Task statement: Extract each line of the records that contains the string "parliament", matching case exactly.

Exercise materials:
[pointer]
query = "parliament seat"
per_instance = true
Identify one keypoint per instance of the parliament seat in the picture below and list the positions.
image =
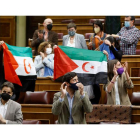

Exercise solution:
query = "parliament seat"
Identify one keypoint per instance of the parliament seat in the picture below and list the positions.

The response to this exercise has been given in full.